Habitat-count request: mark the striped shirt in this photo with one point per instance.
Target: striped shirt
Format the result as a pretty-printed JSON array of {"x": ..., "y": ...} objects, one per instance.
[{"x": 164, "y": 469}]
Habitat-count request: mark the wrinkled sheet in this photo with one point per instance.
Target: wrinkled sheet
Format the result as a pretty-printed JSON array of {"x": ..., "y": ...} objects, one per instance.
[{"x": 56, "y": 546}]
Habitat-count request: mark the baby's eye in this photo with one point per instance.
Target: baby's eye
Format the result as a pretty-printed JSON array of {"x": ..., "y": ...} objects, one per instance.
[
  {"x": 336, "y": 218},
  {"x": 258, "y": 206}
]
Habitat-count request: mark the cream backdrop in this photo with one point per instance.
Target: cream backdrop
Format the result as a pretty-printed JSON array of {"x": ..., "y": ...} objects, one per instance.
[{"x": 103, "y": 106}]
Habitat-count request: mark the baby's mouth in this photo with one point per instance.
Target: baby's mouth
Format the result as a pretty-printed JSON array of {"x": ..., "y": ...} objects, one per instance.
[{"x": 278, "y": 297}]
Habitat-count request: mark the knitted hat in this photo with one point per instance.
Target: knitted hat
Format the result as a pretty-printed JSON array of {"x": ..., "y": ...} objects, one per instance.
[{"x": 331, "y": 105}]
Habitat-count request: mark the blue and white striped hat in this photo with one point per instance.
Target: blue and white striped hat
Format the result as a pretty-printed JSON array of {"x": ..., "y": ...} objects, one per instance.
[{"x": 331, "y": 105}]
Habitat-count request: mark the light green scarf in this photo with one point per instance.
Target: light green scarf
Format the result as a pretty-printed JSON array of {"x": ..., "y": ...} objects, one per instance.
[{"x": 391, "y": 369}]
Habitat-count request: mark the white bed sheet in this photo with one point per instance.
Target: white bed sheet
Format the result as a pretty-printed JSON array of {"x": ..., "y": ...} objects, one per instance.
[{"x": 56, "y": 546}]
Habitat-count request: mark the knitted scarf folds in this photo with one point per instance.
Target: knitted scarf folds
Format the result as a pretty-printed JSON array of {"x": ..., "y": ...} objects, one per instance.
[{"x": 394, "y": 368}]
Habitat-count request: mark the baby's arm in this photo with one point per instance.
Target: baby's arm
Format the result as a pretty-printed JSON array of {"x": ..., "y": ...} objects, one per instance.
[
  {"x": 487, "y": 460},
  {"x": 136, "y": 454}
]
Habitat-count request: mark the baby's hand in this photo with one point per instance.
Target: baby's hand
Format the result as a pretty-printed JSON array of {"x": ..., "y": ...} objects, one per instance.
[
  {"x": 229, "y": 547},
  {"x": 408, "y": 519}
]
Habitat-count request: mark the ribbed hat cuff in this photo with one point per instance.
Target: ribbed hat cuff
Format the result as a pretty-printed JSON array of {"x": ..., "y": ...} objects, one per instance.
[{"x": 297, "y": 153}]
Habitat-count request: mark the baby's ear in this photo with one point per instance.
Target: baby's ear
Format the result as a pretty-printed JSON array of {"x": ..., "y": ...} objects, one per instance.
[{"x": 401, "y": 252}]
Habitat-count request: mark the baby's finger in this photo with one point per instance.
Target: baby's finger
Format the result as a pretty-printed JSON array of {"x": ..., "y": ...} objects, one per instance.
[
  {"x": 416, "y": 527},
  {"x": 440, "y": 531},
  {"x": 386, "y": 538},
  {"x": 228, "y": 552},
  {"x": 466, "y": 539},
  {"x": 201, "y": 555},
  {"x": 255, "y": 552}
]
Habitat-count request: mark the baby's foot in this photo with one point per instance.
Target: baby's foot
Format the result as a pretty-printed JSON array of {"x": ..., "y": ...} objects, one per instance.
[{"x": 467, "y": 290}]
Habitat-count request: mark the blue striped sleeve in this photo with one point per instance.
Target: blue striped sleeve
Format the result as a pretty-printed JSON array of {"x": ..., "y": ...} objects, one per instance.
########################################
**Task requirements**
In this exercise, repeat all entries exactly.

**Solution to this task**
Habitat-count request: mark the striped shirt in this photo with one point per instance.
Target: striped shirt
Format the result as a pretty-printed JSON array of {"x": ..., "y": ...} objects, one per instance.
[{"x": 164, "y": 469}]
Habitat-count request: mark the wrinkled sheet in this photo with one point per instance.
Target: wrinkled sheet
Format the result as a pretty-printed JSON array of {"x": ..., "y": ...} objects, one per instance.
[{"x": 56, "y": 546}]
Habitat-count request: mark the baby's eye in this photo with one point per instance.
Target: baby's eye
Format the result as a pretty-printed JSON array of {"x": ..., "y": ...} objects, one per instance.
[
  {"x": 336, "y": 218},
  {"x": 258, "y": 206}
]
Habitat-count request: mark the cream backdrop in this photo with one point per instance.
Target: cream backdrop
Format the result as a pretty-printed JSON array of {"x": ..., "y": ...} objects, one per instance.
[{"x": 103, "y": 106}]
Habitat-count request: mark the baby's mouth in this photo with one point per instance.
Target: baby's mouth
Format the result as a pretty-printed JSON array of {"x": ..., "y": ...} objects, one per instance.
[{"x": 278, "y": 297}]
Habitat-count request: mark the knitted hat in this photo with one point per instance.
Target: knitted hat
Format the result as a pretty-printed JSON array of {"x": ..., "y": ...} objects, one per instance.
[{"x": 331, "y": 105}]
Habitat-count request: mark the blue and white striped hat in this photo with one point per instance.
Target: blue and white striped hat
Format the result as a pretty-printed JSON array of {"x": ..., "y": ...} objects, one per instance.
[{"x": 331, "y": 105}]
Habitat-count request: mark the light green scarf in this photo with one point per instance.
Target: light green scarf
Format the result as a pretty-printed JSON array of {"x": ..., "y": ...} objects, one per instance.
[{"x": 391, "y": 369}]
Habitat-count request: mark the white bed sheet in this photo with one point per instance.
Target: white bed sheet
Format the result as a pretty-printed JSON array of {"x": ..., "y": ...} objects, one per instance.
[{"x": 56, "y": 546}]
Habitat-count request: mark the knitted scarf folds in this photo with one point per instance.
Target: knitted scarf folds
Format the result as a pretty-printed JSON array of {"x": ..., "y": ...} objects, one per instance.
[{"x": 394, "y": 368}]
Habitat-count request: mark the baby's arm in this photo with one point per instance.
Target: baby's arm
Format the result as a pretty-printed JSON array of {"x": ..., "y": ...} objects, one per instance.
[
  {"x": 487, "y": 460},
  {"x": 136, "y": 454}
]
Habitat-count request: mark the baby's hand in this photo with one point per instance.
Target: baby's hand
Format the result as a pretty-printed JSON array of {"x": ..., "y": ...} objects, one per instance.
[
  {"x": 229, "y": 547},
  {"x": 408, "y": 519}
]
Habitat-count request: mark the ribbed hat cuff in this photo with one point per instance.
Target: ribbed hat cuff
Format the result as a pretty-printed JSON array of {"x": ..., "y": ...} objects, one per instance.
[{"x": 297, "y": 153}]
Habitat-count request: mark the baby's ear in this photo with one point per instance.
Target: baby's ear
Format the result as a pretty-printed JSON array of {"x": ..., "y": ...} objects, one per instance.
[{"x": 401, "y": 252}]
Habitat-count request: mark the baby's finger in this photo with one point per instance.
Target: baby's finger
Format the result as a pretty-printed JSON array of {"x": ..., "y": ...} objects, one per instance.
[
  {"x": 416, "y": 527},
  {"x": 440, "y": 531},
  {"x": 386, "y": 538},
  {"x": 228, "y": 552},
  {"x": 466, "y": 539},
  {"x": 201, "y": 555},
  {"x": 255, "y": 552}
]
Habitat-count request: mark the baby's foot in this photo with one point per instance.
Target: baby's foot
Format the result as a pretty-printed JSON array of {"x": ..., "y": ...} objects, one per instance.
[{"x": 467, "y": 290}]
Habitat-count request: mark the blue striped sleeve in this photo with one point per instance.
Target: blue striped sleeve
Format the result as a pretty-printed JSON array of {"x": ..., "y": ...} objects, one per instance.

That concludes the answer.